*Supplied records*:
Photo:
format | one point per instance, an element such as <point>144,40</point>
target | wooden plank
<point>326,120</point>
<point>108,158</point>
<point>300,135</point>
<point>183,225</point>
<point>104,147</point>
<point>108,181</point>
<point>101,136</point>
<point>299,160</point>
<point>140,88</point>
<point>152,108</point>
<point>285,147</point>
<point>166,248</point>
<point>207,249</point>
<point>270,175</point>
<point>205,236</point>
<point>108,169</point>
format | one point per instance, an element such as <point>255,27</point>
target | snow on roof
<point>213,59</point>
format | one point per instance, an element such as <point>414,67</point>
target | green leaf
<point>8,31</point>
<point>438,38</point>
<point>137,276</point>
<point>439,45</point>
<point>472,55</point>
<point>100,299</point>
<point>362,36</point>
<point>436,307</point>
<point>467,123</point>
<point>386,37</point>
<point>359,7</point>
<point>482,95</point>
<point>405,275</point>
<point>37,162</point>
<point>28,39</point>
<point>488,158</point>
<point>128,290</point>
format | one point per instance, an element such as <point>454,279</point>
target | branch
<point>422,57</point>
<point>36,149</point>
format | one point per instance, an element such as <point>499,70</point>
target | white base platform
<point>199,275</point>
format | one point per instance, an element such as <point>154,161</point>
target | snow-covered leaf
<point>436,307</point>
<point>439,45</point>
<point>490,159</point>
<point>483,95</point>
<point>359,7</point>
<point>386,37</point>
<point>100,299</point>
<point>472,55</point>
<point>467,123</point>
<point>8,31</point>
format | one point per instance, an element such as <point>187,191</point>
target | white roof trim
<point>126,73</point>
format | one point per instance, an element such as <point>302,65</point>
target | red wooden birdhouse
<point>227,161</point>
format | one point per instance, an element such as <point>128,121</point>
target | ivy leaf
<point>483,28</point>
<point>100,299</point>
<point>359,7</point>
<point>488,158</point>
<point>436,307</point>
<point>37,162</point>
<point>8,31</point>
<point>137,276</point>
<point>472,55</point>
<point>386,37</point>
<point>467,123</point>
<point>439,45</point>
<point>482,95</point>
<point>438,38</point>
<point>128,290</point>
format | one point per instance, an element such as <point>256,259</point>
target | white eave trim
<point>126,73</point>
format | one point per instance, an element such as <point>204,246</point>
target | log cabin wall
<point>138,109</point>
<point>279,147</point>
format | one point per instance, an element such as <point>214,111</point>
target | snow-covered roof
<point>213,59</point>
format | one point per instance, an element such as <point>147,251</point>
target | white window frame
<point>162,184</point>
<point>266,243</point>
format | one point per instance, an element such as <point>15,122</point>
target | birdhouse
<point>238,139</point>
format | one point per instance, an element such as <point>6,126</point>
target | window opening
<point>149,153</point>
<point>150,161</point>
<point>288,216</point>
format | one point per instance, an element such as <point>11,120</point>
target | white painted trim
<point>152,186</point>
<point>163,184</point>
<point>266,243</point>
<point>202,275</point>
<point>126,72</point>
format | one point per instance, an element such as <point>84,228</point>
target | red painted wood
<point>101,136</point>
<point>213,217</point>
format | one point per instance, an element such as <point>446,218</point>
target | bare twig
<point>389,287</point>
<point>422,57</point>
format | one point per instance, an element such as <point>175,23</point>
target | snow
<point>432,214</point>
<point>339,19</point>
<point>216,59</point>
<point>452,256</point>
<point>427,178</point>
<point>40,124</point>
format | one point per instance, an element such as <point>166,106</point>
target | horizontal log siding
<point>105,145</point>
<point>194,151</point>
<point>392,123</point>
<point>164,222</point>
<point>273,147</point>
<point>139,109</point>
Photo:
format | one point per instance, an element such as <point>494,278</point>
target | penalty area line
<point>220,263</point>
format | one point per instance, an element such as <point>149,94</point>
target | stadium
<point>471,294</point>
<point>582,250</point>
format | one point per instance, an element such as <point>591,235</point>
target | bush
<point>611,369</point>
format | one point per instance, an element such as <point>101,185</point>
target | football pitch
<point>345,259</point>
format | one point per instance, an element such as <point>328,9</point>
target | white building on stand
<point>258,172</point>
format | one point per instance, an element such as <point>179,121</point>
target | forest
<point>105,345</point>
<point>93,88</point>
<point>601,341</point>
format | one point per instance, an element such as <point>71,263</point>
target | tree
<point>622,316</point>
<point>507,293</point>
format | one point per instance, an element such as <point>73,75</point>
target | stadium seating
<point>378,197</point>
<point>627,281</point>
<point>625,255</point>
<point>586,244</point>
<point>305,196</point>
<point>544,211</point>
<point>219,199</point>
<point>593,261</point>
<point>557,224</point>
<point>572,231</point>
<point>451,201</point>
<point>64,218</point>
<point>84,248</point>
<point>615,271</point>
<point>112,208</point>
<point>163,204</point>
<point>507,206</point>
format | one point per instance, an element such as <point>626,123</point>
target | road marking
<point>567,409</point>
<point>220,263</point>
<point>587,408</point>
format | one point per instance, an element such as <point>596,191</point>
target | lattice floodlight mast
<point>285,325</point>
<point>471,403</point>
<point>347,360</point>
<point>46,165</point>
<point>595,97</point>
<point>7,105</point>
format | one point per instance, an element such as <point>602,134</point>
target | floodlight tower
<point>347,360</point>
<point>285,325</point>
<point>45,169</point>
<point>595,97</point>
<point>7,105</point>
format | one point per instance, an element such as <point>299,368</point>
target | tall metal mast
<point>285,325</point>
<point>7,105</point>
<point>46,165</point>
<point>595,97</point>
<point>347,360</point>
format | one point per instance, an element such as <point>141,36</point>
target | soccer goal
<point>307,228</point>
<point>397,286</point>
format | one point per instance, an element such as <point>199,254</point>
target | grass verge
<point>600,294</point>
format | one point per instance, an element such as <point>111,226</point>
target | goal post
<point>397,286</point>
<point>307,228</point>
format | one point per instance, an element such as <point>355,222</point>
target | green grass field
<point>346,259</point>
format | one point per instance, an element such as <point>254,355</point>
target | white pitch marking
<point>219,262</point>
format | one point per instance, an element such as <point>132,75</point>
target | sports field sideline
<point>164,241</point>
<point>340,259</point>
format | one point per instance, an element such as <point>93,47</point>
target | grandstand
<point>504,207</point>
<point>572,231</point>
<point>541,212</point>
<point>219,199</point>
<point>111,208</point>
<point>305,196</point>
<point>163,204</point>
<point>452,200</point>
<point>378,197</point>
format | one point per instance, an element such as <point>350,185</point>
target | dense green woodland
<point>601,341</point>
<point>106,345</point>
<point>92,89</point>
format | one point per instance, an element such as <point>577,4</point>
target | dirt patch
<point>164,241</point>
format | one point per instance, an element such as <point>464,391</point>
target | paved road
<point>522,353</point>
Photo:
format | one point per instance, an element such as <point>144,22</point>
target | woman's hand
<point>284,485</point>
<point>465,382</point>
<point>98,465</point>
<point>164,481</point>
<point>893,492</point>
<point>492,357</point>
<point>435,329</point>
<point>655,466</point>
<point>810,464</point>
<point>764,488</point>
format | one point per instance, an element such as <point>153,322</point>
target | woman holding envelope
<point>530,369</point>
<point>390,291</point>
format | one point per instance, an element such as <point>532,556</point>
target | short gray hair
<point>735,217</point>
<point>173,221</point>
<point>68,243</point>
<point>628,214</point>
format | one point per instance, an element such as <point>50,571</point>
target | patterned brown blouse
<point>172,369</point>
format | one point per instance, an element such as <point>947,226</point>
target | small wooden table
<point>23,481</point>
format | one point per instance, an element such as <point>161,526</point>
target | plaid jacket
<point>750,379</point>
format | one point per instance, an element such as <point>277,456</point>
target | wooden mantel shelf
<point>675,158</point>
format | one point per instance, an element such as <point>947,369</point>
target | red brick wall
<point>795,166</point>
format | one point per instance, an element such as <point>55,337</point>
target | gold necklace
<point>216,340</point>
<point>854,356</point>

--

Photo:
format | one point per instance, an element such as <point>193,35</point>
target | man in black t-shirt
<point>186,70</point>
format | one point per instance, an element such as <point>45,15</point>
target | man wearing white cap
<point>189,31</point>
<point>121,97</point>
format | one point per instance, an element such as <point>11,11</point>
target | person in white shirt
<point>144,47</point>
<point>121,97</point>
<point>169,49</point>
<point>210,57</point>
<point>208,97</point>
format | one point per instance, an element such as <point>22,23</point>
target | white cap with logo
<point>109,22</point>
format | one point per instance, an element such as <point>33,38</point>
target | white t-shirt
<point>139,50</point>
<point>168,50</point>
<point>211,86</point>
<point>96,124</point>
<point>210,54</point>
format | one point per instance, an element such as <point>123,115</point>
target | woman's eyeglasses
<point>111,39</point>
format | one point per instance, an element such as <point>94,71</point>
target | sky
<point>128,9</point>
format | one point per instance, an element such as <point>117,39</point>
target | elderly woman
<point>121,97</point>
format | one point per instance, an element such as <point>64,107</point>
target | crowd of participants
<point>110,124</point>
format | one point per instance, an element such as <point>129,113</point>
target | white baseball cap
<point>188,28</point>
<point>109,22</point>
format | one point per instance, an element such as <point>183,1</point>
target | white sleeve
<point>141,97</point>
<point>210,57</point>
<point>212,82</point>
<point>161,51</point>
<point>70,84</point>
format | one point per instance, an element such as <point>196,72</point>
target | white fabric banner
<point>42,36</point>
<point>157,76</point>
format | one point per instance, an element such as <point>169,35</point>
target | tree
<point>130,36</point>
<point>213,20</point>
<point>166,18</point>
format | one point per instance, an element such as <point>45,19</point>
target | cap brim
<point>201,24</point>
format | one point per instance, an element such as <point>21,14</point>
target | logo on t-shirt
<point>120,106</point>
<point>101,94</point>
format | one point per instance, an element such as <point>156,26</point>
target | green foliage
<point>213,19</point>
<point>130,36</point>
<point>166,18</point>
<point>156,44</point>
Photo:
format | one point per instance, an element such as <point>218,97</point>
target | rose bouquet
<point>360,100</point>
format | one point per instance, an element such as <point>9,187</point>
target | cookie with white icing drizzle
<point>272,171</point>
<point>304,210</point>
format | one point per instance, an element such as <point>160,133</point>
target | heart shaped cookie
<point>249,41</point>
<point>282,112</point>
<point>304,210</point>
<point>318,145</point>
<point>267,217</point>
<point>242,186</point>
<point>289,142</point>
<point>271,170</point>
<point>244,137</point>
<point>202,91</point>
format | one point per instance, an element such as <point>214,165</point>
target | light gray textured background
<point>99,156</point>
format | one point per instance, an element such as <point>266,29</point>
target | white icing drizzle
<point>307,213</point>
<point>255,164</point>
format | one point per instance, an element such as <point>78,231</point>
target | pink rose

*What the exercise asks*:
Could you repeat exactly the lines in the listing above from the one with "such as <point>266,29</point>" down to the one with "target | pink rose"? Include both of those lines.

*Answer to this problem*:
format | one point per instance, an element such as <point>266,29</point>
target | white icing drizzle
<point>307,213</point>
<point>255,164</point>
format | one point per instance, an element such as <point>78,231</point>
target | pink rose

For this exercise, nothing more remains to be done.